** Text shown follows **

Mike: There is no doubt that society has the propensity to break down once all the normal everyday functions disappear. Take away electricity for a week and people will be fighting each other over their neighbor’s generator or fuel. I’ll give you a for instance. I lived in New York City during the famous 1977 blackout that took out the entire state. Within 24 hours, the city was in chaos. 1600 stores looted, over 1000 fires started, over 4000 people arrested, 500 plus policemen hurt. They closed the airports and tunnels leading into and out of the city and over 4000 people had to be rescued from the subway system, all this in less than 24 hours. All I did was add some horrifying creatures and you’ve got Last Words.
Sarah: You employ both physical and psychological horror in developing the story of Last Words. How does each of these components contribute to the overall message of the book?
Mike: I don’t want the reader to think that Last Words leaves little hope for the survivors, but to be realistic, it is a horror novel and I wanted the reader to experience hope, loss, terror, revenge, love, and especially horror to a great degree. This is only the introduction to the world of Last Words. The sequel will give a broader stroke to all the characters in the story line. You will get to know them better. The horror will remain.
Sarah: How did you develop the personalities for the primary characters in Last Words?
Mike: Will Dobbs is the central character of the book. He is a Marine on leave from Iraq who finds himself in the middle of something much more horrifying than the war he knew. He is our hero, the wanderer of the dead lands, and one we will see gain in the sequel. There are others, Mary Signer, a soldier who left the underground bunkers to try and survive the world created by the virus, Jordan a young sixteen-year-old boy who is now alone and fighting off infected creatures in his house, John the young man who barricades himself in a grocery store that is being invaded and so many more. The characters stand on their own, to survive on their own and to be part of the larger picture, as each story weaves into the next. Dobbs is fearless, Mary a determined fighter, Jordan is naïve and finding out the cost of survival and John is afraid, hiding from what he knows he must do to live. You get to know them all and invest yourself emotionally.

** End of Text shown **

### Study questions
1 - According to the interview, how many stores were looted during the 1977 New York City blackout?
2 - Reproduce the interview from "Mike: There is" to "of the book?".
3 - List every character from Last Words whom Mike names in the interview.

** Data under study follows **

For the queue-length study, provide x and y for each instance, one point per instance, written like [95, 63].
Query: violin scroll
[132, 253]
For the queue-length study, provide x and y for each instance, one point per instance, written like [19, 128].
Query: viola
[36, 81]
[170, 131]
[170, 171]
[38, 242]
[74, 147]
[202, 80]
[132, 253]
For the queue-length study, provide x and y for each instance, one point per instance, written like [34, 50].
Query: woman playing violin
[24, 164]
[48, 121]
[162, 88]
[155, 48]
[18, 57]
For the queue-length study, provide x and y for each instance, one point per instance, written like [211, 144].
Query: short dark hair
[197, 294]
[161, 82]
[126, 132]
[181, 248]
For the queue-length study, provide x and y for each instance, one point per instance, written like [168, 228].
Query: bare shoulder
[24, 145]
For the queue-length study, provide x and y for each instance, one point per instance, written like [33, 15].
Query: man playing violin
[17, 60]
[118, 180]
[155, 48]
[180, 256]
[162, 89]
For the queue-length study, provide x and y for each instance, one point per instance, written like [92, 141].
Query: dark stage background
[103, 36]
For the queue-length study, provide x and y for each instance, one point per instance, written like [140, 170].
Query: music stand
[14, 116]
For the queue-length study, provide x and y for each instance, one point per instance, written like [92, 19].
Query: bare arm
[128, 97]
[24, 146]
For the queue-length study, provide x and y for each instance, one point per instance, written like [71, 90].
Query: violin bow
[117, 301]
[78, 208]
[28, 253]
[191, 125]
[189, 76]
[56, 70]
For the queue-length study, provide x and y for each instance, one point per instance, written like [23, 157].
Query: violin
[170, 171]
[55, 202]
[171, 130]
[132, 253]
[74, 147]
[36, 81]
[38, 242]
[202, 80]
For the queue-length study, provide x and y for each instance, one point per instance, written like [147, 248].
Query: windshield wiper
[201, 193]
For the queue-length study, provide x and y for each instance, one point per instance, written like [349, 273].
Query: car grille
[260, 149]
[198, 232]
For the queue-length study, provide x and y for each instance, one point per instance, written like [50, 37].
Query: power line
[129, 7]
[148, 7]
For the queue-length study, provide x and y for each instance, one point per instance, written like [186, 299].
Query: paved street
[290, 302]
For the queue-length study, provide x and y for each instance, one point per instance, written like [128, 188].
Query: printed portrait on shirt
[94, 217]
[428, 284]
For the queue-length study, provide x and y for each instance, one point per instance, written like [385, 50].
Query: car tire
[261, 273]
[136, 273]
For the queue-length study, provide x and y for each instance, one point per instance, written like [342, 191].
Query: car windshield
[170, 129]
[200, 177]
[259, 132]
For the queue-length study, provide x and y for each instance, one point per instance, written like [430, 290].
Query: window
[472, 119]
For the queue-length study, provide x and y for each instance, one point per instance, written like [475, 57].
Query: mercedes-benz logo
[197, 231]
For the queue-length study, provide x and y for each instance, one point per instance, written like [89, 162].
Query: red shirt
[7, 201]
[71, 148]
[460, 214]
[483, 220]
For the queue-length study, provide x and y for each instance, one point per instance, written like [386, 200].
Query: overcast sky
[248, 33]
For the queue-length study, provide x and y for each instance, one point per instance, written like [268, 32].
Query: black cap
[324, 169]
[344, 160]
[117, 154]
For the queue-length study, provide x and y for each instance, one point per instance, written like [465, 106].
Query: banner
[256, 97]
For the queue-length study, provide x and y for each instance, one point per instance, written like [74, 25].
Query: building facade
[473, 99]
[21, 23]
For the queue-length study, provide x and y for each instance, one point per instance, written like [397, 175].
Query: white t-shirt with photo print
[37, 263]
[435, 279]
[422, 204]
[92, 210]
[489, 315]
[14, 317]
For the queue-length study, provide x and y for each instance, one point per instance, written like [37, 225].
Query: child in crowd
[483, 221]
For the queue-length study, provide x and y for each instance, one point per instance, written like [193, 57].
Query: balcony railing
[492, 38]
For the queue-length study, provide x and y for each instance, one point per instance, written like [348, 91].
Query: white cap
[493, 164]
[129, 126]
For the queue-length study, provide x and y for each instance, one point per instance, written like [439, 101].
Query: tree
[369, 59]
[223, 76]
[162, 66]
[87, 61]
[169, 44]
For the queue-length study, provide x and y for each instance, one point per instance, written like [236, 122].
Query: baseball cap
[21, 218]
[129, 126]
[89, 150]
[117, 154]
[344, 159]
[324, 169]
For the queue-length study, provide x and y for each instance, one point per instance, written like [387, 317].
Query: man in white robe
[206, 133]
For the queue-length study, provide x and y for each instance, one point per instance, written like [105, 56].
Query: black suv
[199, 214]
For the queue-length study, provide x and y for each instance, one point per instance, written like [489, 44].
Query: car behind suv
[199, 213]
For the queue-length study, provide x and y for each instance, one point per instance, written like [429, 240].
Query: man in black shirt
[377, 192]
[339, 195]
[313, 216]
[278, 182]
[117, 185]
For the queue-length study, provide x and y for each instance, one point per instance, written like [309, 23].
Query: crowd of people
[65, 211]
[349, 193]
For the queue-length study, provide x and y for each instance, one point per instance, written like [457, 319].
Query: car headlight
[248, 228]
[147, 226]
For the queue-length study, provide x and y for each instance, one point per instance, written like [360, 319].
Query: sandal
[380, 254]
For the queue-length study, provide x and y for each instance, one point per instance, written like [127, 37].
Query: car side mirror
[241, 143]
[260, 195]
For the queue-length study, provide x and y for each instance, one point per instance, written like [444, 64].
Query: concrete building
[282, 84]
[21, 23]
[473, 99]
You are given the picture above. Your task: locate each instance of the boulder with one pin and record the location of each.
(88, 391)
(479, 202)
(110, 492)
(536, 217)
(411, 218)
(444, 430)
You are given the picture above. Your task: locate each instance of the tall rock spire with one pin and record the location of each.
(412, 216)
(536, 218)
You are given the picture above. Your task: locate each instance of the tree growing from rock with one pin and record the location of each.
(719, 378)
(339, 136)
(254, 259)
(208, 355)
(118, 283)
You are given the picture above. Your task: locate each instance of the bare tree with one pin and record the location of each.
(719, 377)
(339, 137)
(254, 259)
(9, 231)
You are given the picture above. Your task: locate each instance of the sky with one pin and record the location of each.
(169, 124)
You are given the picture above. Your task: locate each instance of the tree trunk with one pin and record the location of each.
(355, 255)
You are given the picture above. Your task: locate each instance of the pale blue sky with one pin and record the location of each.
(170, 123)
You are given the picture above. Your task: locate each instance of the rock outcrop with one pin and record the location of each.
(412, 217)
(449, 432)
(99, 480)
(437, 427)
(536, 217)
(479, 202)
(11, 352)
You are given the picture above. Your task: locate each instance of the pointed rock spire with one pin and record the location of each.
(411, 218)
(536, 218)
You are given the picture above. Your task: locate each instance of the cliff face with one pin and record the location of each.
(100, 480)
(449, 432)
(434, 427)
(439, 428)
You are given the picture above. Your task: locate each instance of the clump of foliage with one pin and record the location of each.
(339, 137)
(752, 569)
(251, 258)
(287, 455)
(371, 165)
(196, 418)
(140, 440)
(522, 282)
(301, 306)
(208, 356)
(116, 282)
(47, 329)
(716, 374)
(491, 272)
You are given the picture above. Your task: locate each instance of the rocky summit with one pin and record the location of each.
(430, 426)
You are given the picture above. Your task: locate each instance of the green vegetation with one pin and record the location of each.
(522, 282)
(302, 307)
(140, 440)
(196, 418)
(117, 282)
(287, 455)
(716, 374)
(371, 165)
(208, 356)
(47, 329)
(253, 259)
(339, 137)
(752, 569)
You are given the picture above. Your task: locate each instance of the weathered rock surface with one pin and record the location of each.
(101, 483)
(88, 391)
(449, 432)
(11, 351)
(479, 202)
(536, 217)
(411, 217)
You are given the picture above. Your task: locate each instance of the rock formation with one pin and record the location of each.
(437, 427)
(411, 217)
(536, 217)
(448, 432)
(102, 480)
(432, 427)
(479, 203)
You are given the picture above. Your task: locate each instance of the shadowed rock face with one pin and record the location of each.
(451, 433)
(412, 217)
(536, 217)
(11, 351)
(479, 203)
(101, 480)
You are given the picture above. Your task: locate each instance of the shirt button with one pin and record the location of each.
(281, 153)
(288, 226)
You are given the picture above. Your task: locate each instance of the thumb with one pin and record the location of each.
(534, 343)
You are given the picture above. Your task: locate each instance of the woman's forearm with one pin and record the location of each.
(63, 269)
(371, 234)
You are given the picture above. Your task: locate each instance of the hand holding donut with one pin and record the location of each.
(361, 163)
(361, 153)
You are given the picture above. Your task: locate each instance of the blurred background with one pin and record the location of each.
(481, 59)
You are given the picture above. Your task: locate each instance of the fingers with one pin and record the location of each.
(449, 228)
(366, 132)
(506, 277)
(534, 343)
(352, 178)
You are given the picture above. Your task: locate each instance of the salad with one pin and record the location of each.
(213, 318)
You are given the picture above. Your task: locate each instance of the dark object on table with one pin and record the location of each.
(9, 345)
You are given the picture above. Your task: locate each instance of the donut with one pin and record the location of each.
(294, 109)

** End of Data under study **

### Numbered answers
1 - 1600 stores were looted.

2 -
Mike: There is no doubt that society has the propensity to break down once all the normal everyday functions disappear. Take away electricity for a week and people will be fighting each other over their neighbor’s generator or fuel. I’ll give you a for instance. I lived in New York City during the famous 1977 blackout that took out the entire state. Within 24 hours, the city was in chaos. 1600 stores looted, over 1000 fires started, over 4000 people arrested, 500 plus policemen hurt. They closed the airports and tunnels leading into and out of the city and over 4000 people had to be rescued from the subway system, all this in less than 24 hours. All I did was add some horrifying creatures and you’ve got Last Words.
Sarah: You employ both physical and psychological horror in developing the story of Last Words. How does each of these components contribute to the overall message of the book?

3 - Will Dobbs, Mary Signer, Jordan, John